* Dataset excerpt *
[BEGIN]

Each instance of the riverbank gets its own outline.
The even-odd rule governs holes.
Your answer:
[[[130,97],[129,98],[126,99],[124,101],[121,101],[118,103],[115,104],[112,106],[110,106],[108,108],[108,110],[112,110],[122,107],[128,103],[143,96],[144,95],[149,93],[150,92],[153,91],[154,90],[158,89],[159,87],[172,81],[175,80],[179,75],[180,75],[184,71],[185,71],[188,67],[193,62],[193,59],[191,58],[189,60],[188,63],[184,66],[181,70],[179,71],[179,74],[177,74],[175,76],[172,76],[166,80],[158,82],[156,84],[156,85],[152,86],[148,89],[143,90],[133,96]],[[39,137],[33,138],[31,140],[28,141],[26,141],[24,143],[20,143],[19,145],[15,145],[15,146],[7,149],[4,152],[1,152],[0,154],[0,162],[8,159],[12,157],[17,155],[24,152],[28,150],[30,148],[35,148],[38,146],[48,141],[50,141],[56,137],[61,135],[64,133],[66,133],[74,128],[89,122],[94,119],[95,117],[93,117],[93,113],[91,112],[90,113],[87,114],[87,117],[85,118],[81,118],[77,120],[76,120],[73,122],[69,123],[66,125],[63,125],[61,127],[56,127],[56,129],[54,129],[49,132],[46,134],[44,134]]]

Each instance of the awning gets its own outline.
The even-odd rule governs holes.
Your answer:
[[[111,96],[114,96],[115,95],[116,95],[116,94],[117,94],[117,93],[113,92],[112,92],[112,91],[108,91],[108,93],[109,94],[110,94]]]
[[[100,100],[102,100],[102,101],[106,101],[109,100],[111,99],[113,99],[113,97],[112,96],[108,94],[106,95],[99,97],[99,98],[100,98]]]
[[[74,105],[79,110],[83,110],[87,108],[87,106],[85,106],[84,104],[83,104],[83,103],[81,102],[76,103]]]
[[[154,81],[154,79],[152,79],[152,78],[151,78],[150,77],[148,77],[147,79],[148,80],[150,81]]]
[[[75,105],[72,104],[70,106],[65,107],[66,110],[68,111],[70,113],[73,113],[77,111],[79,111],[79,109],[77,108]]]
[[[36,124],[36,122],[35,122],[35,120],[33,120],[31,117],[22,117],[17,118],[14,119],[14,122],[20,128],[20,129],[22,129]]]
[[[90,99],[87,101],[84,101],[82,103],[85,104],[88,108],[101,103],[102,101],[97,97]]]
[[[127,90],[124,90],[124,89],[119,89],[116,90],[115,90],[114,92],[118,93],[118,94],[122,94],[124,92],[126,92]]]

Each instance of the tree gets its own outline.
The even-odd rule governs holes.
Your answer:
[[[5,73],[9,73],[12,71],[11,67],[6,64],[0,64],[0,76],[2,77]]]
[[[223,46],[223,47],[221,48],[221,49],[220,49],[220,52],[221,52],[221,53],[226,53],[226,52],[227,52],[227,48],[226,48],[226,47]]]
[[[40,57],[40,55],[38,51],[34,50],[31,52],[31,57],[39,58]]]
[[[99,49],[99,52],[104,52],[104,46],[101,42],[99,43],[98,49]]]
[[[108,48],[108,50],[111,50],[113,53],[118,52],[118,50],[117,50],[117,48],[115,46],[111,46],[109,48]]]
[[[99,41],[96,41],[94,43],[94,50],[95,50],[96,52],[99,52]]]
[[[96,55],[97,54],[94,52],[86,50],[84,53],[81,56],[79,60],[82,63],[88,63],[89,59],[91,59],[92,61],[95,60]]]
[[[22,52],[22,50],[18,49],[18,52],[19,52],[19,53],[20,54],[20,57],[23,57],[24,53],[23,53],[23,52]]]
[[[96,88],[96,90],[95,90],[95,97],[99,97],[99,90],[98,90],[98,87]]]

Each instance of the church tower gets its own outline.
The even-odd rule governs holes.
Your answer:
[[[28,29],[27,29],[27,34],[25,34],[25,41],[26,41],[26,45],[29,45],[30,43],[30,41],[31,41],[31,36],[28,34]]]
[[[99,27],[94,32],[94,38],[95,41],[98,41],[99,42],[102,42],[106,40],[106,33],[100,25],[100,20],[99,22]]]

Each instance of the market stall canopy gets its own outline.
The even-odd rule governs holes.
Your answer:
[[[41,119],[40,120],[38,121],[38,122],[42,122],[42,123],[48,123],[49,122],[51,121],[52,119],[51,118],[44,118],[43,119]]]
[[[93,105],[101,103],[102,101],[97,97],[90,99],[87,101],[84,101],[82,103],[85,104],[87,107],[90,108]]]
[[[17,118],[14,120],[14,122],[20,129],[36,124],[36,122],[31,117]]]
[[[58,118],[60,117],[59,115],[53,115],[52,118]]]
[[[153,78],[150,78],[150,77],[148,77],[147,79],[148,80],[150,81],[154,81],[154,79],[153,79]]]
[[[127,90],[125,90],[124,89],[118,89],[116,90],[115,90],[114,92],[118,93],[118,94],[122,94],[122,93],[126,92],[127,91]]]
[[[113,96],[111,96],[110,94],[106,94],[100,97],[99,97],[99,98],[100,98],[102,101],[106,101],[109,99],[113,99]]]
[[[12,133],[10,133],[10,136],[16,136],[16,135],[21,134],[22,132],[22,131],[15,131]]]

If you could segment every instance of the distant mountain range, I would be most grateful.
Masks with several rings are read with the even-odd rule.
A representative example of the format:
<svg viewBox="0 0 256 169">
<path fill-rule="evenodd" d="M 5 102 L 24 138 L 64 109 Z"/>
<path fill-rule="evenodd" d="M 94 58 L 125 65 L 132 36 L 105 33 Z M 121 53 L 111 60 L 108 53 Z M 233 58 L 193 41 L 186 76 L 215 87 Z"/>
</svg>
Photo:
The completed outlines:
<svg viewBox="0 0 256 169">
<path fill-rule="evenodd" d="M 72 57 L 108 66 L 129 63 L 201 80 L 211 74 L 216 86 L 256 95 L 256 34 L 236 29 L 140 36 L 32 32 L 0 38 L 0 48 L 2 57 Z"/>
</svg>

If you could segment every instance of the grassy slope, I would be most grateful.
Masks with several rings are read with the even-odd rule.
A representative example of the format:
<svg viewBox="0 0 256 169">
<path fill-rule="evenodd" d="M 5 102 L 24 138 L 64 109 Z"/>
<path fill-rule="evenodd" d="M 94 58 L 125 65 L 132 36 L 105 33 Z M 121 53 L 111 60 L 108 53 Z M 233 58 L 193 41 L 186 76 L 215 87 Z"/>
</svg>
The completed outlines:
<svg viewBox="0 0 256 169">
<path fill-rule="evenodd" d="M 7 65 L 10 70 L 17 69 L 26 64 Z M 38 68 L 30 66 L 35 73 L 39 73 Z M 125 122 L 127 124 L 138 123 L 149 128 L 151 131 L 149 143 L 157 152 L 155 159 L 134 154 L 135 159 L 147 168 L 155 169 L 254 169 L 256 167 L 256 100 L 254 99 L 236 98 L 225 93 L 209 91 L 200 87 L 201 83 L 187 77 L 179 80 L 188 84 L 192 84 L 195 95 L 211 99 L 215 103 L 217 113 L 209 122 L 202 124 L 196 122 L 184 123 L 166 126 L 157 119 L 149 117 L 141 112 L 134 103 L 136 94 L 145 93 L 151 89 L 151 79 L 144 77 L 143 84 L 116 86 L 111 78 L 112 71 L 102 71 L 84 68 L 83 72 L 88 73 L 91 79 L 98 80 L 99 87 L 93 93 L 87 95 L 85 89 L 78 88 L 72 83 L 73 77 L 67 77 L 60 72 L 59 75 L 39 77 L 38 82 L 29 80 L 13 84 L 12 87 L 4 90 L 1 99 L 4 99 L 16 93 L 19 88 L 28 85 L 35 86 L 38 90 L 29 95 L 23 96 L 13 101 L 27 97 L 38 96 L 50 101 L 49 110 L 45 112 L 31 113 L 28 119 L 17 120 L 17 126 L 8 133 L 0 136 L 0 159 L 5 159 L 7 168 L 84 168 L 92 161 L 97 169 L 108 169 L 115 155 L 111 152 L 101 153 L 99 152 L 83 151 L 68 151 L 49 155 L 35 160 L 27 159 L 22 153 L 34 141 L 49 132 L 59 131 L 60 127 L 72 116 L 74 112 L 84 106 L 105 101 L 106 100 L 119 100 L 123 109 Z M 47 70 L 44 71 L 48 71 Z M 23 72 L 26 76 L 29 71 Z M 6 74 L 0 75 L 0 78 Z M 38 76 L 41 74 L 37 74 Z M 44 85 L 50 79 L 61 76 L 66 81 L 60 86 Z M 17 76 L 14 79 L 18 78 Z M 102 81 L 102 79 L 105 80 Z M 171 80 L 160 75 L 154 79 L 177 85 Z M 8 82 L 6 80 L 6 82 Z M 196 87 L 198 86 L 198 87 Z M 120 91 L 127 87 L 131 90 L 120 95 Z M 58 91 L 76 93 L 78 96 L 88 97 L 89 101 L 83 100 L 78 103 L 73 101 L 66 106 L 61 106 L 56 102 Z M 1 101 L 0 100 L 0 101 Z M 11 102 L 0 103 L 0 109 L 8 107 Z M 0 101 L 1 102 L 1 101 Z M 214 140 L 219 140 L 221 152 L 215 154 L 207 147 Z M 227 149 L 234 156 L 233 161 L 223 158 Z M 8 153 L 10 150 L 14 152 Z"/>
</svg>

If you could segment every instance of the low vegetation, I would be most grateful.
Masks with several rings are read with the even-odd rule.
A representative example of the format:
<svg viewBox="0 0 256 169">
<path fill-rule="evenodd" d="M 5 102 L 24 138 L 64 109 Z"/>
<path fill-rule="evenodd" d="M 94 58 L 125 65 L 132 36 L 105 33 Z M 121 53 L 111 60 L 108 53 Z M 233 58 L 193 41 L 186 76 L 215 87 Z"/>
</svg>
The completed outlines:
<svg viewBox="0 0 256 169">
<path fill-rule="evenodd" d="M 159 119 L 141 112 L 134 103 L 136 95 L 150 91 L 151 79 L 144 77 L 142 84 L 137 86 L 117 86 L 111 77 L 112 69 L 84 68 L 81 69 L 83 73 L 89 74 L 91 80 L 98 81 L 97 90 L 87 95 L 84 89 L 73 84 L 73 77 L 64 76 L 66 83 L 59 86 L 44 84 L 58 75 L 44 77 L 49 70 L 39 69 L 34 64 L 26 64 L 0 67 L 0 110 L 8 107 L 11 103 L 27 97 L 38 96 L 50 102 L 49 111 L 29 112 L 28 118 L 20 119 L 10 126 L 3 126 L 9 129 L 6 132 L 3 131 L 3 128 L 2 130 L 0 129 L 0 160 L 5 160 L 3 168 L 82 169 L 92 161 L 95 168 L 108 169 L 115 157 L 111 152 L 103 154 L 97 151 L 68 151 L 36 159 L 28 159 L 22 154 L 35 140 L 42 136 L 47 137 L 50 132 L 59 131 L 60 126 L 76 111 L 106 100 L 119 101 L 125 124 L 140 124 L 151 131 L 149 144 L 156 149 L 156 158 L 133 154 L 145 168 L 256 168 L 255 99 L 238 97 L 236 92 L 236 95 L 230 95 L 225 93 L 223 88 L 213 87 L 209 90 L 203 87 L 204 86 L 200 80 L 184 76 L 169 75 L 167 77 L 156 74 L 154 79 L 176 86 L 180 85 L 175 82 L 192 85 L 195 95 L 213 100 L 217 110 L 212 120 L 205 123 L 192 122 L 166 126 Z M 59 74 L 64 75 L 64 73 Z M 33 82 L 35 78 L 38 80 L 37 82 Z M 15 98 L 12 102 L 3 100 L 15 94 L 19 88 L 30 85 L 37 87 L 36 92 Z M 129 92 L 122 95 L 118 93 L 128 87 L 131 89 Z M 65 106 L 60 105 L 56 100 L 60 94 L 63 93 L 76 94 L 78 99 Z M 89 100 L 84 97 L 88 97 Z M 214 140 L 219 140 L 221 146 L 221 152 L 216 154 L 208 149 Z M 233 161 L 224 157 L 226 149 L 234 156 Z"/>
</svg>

[END]

* Direction *
Could you rewrite the entries between the lines holding "Each instance of the market" and "[[[58,118],[60,117],[59,115],[53,115],[52,118]]]", inclusive, replacing "canopy" with "awning" and changing nothing else?

* Answer to this problem *
Each instance of the market stall awning gets its own outline.
The even-odd rule governs holes.
Your answer:
[[[41,119],[40,120],[38,121],[38,122],[42,122],[42,123],[48,123],[49,122],[51,121],[52,119],[51,118],[44,118],[43,119]]]
[[[93,105],[101,103],[102,101],[97,97],[90,99],[87,101],[84,101],[82,103],[85,104],[87,107],[90,108]]]
[[[17,118],[14,120],[14,122],[20,129],[36,124],[36,122],[31,117]]]
[[[58,118],[60,117],[59,115],[53,115],[52,118]]]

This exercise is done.